# Aim of the task:
Copy the lines exactly. Begin at the first line of the data and stop after the line with "box: [371, 615, 1266, 704]".

# Dataset:
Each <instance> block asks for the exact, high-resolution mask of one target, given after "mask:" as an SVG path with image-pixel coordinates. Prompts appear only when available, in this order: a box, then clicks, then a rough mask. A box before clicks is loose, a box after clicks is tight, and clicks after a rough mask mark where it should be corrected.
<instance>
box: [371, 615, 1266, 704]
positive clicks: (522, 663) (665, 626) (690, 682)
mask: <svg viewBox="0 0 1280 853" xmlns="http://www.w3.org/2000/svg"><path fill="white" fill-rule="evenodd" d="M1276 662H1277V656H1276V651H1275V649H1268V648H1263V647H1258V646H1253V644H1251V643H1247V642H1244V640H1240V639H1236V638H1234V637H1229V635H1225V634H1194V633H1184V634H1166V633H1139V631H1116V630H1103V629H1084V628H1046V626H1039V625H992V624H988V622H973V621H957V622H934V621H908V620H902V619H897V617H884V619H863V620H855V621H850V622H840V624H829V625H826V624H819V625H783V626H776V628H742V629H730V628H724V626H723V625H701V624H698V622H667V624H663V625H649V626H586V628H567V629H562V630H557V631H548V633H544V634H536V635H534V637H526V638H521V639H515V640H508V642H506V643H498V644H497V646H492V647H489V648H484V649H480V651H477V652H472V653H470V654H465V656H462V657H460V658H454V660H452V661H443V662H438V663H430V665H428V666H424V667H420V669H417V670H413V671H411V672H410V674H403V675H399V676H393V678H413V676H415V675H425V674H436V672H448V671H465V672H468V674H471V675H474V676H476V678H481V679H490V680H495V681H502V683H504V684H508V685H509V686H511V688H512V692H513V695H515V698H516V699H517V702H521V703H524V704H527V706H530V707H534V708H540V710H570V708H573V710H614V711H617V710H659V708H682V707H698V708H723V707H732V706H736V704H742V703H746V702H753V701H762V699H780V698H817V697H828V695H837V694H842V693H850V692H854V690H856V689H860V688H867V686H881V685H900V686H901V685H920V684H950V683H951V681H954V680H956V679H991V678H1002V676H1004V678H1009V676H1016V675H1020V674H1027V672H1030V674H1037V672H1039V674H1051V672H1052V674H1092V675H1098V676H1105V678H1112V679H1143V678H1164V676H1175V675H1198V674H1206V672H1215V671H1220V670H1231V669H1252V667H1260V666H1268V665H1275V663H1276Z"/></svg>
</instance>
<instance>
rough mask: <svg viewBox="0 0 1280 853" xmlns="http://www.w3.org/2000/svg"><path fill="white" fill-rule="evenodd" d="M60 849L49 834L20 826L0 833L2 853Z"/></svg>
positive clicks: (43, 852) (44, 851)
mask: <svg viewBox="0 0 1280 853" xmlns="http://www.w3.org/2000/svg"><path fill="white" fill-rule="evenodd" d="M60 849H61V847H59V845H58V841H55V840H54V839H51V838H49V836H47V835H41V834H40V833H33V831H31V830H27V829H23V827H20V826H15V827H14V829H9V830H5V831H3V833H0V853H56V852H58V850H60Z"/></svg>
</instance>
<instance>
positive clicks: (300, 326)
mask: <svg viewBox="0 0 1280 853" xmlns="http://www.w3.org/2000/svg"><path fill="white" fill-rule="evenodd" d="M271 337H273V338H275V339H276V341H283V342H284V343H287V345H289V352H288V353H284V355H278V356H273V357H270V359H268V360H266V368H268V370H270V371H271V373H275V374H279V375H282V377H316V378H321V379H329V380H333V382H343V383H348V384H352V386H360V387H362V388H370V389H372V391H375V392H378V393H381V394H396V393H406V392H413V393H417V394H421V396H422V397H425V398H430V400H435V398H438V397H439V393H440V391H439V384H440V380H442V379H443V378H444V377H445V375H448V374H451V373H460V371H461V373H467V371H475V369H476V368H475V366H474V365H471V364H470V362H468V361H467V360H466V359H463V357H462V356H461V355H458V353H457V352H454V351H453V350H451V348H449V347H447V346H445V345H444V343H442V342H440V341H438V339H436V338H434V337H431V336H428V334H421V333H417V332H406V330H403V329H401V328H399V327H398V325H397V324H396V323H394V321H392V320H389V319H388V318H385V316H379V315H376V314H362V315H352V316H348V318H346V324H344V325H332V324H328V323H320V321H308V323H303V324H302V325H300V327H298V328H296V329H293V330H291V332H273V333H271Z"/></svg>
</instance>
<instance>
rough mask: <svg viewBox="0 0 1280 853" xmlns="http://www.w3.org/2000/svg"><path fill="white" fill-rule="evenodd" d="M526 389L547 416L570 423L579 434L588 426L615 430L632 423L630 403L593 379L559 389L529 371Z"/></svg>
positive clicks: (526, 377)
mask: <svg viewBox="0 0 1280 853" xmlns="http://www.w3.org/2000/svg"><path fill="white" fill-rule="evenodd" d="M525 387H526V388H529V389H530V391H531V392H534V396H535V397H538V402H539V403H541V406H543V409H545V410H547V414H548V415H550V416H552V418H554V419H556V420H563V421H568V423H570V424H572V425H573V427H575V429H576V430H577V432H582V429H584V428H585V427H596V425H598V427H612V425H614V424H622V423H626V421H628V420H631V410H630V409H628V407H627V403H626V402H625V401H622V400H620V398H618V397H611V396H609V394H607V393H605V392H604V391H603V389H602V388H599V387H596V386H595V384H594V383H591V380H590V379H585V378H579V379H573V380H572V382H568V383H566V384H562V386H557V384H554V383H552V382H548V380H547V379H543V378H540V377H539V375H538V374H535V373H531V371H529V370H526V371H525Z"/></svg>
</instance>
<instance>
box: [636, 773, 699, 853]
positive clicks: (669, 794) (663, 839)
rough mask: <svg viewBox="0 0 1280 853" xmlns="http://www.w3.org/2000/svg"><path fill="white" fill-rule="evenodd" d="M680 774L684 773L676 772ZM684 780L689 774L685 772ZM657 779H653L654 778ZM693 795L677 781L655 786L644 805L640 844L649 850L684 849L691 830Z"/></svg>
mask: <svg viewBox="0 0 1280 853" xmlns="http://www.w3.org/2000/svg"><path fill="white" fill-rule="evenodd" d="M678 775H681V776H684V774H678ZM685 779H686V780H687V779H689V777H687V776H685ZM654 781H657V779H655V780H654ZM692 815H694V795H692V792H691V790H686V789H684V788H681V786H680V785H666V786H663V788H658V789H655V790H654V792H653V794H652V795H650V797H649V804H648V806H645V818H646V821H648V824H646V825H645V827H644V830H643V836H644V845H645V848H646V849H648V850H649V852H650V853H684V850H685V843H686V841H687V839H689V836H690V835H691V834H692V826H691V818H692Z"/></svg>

# Expected answer:
Each <instance> block asks for the exact, high-resolution mask of one target, given after "mask:" as an SVG path with image-pixel coordinates. Prompts appear only when available, in this order: a box, then clicks, then a rough mask. A box before clicks is loose, a box after clicks is tight, and clicks after a rough mask mark where it should be corrected.
<instance>
box: [371, 615, 1266, 704]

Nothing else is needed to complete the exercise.